## Vorliegender Text
R 43 I /2504 , Bl. 229-233 Abschrift1

1

Die Abschrift wurde der Rkei vom Leiter der Reichszentrale zugeleitet (R 43 I /2504 , Bl. 228).

[Betrifft: Tätigkeit der Landesabteilung.]

Die unterzeichneten Leiter der Reichszentrale für Heimatdienst, Landesabteilung Bayern, lesen aus den Tageszeitungen, daß Herr General von Möhl dem Reichswehrministerium unter dem 14. April folgende Zuschrift zugeleitet haben soll:

Reichswehrgruppenkommando 4

[…]

Die Reichszentrale für Heimatdienst betätigt sich neuerdings mit einer Propaganda in Bayern, die als stark parteipolitisch anzusprechen ist. Da diese Behörde von Berlin aus auch die unterstellten Brigaden mit „Aufklärungsmaterial“ versieht, habe ich mit der beiliegenden Verfügung die Annahme von Drucksachen verboten. Das Verbot werde ich so lange aufrechterhalten bis Garantien gegeben sind, daß diese nun schon über Jahresfrist beobachtete rein parteipolitische Tätigkeit abgestellt wird.

Der Oberbefehlshaber: gez. v. Möhl, Generalmajor

Für die Richtigkeit: gez. Mayr, Hptmann im Generalstab.

Für den Fall, daß tatsächlich eine solche Eingabe vom Gruppenkommando 4 dem Reichswehrministerium zugegangen sein sollte, sehen wir uns veranlaßt, dagegen folgendermaßen begründete Verwahrung einzulegen.

Die Landesabteilung Bayern betreibt keinerlei Propaganda die als parteipolitisch anzusprechen ist. Selbst aber, wenn in Wirklichkeit eine solche Propaganda[218] betrieben worden sein sollte, was unsererseits mit aller Entschiedenheit bestritten werden muß, so dürfte das Gruppenkommando 4 als eine Behörde, die nur rein militärische Aufgaben zu erfüllen hat, nicht als die geeignete Stelle erscheinen, die hierüber irgendwie ein Urteil zu fällen hat.

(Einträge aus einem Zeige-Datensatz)
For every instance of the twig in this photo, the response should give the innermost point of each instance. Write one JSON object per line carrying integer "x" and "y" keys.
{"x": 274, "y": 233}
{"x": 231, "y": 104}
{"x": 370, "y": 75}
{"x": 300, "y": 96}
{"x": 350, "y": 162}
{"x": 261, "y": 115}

## Ziel der Aufgabe
Schreibe den Text über die Verwahrung der Landesabteilung Bayern gegen den Vorwurf parteipolitischer Propaganda weiter, und zwar direkt nach seinem letzten Satz. Das Material hat mit dem Text nichts zu tun.

## Erwartetes Ergebnis
Um aber dem Reichswehrministerium einen objektiven Einblick in die Tätigkeit unserer Landesabteilung zu geben, die vom Gruppenkommando 4 als stark parteipolitisch angesprochen wird, gestatten wir uns folgende Darstellung des zu Grunde liegenden Sachverhaltes:

Am 30. März 1920 prangte an allen Münchener Anschlagsäulen ein großes, in die Augen springendes Plakat, das sich an Arbeiter, Bauern und Bürger wendete. In diesem wurde mitgeteilt, daß sich ein bayerischer Ordnungsblock gebildet habe. Unter anderem wurde in dem Plakat mitgeteilt, der rote Terror stehe vor der Tür, es gehe zum letzten Endkampfe zwischen Ordnung und Zerstörung.

Gegen die Reichsregierung wurde in dem Plakat folgender Vorwurf erhoben:

„Die Reichsregierung hat euch nicht geschützt! Die Reichsregierung verhandelt mit den Kommunisten! Die Reichsregierung unterdrückt den Putsch von rechts, aber sie unterdrückt den Putsch von links nicht energisch genug. Die Reichsregierung belobigt die Zerstörer der Verfassung! Die Reichsregierung verletzt dadurch selbst die Verfassung! Die Reichsregierung duldet und provoziert die willkürlichen Streiks, die uns gänzlich verelenden. Neue Streiks erwarten uns täglich. Die Reichsregierung verhandelt mit den Gewerkschaften! Reichswehr- und Einwohnerwehr sollen entwaffnet – die Spartakisten sollen bewaffnet werden!“

Am 9. April prangte neuerdings – mit Genehmigung des Herrn Polizeipräsidenten Pöhner in München – ein Plakat des Ordnungsblocks an den Plakatsäulen Münchens mit folgendem Inhalt:

„Einwohnerwehren! Im Bielefelder Abkommen hat Euch die Reichsregierung an die Kommunisten verraten. Es heißt in § 5: Zur Unterstützung der Sicherheitsorgane ist vom Ordnungsausschuß eine Ortswehr aus der republikanischen Bevölkerung, insbesondere den organisierten Arbeitern, Angestellten und Beamten zu bilden. Sämtliche Einwohnerwehren sind aufzulösen.

Die Reichsregierung hat sich mit dem § 5 auf den Boden der russischen Sowjetregierung gestellt.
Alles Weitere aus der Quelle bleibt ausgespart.